> _GIVEN TASK_
Copy all of the records below word for word.

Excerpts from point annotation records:
________

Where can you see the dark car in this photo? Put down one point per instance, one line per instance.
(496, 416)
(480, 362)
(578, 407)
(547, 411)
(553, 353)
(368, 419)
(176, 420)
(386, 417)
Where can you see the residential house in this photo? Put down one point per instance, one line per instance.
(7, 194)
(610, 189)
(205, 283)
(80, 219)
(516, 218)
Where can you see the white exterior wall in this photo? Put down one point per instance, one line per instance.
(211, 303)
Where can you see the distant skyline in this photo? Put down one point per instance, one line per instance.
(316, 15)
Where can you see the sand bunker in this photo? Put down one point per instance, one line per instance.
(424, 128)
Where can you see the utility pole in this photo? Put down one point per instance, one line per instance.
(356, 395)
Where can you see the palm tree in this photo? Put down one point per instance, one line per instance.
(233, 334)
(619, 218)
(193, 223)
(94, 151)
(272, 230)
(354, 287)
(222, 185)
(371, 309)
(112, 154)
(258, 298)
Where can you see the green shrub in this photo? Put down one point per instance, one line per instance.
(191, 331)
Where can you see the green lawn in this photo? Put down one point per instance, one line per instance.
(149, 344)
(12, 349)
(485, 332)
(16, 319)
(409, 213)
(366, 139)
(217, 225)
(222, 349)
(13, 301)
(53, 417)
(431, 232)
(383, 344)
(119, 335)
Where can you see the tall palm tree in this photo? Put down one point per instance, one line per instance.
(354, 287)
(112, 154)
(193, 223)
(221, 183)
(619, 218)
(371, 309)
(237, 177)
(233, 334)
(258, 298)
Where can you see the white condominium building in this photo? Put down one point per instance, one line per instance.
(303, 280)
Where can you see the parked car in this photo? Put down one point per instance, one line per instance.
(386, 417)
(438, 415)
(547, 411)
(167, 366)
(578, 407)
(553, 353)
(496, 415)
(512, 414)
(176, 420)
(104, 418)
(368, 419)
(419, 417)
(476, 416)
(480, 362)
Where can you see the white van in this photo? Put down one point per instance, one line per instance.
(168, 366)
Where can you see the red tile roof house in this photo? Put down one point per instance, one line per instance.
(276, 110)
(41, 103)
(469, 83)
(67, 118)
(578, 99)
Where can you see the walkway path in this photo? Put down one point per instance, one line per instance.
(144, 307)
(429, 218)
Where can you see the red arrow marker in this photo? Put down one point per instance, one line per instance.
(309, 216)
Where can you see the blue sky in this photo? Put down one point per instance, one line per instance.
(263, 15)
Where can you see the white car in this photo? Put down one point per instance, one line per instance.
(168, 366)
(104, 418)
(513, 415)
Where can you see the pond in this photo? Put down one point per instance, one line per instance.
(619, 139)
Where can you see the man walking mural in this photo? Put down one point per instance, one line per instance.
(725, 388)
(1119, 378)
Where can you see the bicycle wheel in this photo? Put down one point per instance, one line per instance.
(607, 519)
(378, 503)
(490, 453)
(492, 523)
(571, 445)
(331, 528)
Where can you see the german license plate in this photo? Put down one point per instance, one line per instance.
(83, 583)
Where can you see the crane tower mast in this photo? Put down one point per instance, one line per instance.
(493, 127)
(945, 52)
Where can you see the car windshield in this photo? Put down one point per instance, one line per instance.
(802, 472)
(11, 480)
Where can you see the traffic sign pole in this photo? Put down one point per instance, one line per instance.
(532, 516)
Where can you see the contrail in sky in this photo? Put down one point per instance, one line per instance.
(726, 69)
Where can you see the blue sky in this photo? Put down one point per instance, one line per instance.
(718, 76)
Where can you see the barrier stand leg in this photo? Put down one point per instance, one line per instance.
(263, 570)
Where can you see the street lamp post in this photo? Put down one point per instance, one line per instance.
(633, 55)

________

> _COMPLETED TASK_
Where can you see the dark car in this photo? Put down one point per instance, one line per instance.
(496, 416)
(480, 362)
(578, 407)
(547, 411)
(553, 353)
(368, 419)
(176, 420)
(386, 417)
Where can you see the residential house in this photo? Put down one point per instance, one line per instance.
(7, 194)
(610, 189)
(205, 283)
(80, 219)
(516, 218)
Where can you see the white exterior wall in this photo? Put down one point per instance, one line per instance.
(211, 303)
Where can you see the distant skyline in this photo? Put down one point per instance, one line per instance.
(316, 15)
Where can you see the sand bunker in this photo? Put down one point per instance, one line per instance.
(424, 128)
Where can you see the utility pole in this photo? Put down one point per instance, one line per instance.
(356, 395)
Where can you see the palm tree in this photo? Put down one point per instance, one line per instance.
(233, 334)
(619, 218)
(193, 223)
(94, 151)
(272, 230)
(354, 287)
(222, 185)
(371, 309)
(112, 154)
(258, 298)
Where can you see the green shrub in this photo? Put down one point per instance, one line per instance.
(191, 331)
Where can you see the green lawn in this photo? Put down one point per instance, one line per instance.
(149, 344)
(12, 349)
(485, 332)
(16, 319)
(409, 213)
(366, 139)
(217, 225)
(222, 349)
(13, 301)
(53, 417)
(431, 232)
(383, 344)
(119, 335)
Where can you see the tall palm tree in this photo? Put down one point per instance, one line per instance.
(354, 287)
(112, 154)
(193, 223)
(221, 183)
(619, 218)
(371, 309)
(237, 177)
(233, 334)
(258, 298)
Where can you see the white condominium building in this photo? Put down one point per instance, one line per instance.
(303, 280)
Where can you see the parked car in this photo? Put down one point per instance, one line per instance.
(386, 417)
(438, 415)
(547, 411)
(167, 366)
(578, 407)
(553, 353)
(496, 415)
(512, 414)
(176, 420)
(104, 418)
(368, 419)
(419, 417)
(476, 416)
(480, 362)
Where can you see the white van in this photo? Put down one point per instance, one line per instance.
(168, 366)
Where can you see the red tile roof house in this photo? Put down one point per instance, one line per instance.
(276, 110)
(41, 103)
(469, 83)
(67, 118)
(578, 99)
Where can you see the walkway path in this photo? Put down one point per instance, one line per instance.
(144, 307)
(429, 218)
Where can you see the red arrow marker in this photo? Put down one point per instance, one line per instance.
(309, 216)
Where can you see the blue sky in this photo? Put down one point per instance, one line per instance.
(263, 15)
Where can you see the white car in this photo? Put down one point per instance, one line per instance.
(168, 366)
(104, 418)
(513, 415)
Where can you see the pond in this photo? Put down one point per instance, one line per instance.
(619, 139)
Where can you see the man walking mural in this photo? Put down one point per instance, one line per instance.
(725, 388)
(1119, 378)
Where can you see the bicycle wheel in this photo? Put down one point per instance, one line per instance.
(607, 519)
(378, 503)
(490, 453)
(492, 523)
(571, 445)
(331, 528)
Where can you see the german license plate in this photo? Put down one point per instance, one line per instance.
(83, 583)
Where can you see the crane tower mast in this photo? Put down one point per instance, one line per instance.
(493, 127)
(945, 52)
Where can you see the car windshield in this photo? Put down one point per instance, one line per instance.
(802, 472)
(11, 480)
Where can you see the traffic sign pole in this photo? Put down one point per instance, one line per instance.
(532, 516)
Where can you see the contrail in sky in this photo? Put down one point per instance, one line per instance.
(726, 69)
Where can you see the blue sky in this photo? Put down one point per instance, one line per instance.
(718, 76)
Where can you see the barrier stand leg in this photo? Put down one point per instance, one line per instance.
(263, 570)
Where can you see the street lamp post in this photo? Put down one point per instance, one line per instance.
(633, 55)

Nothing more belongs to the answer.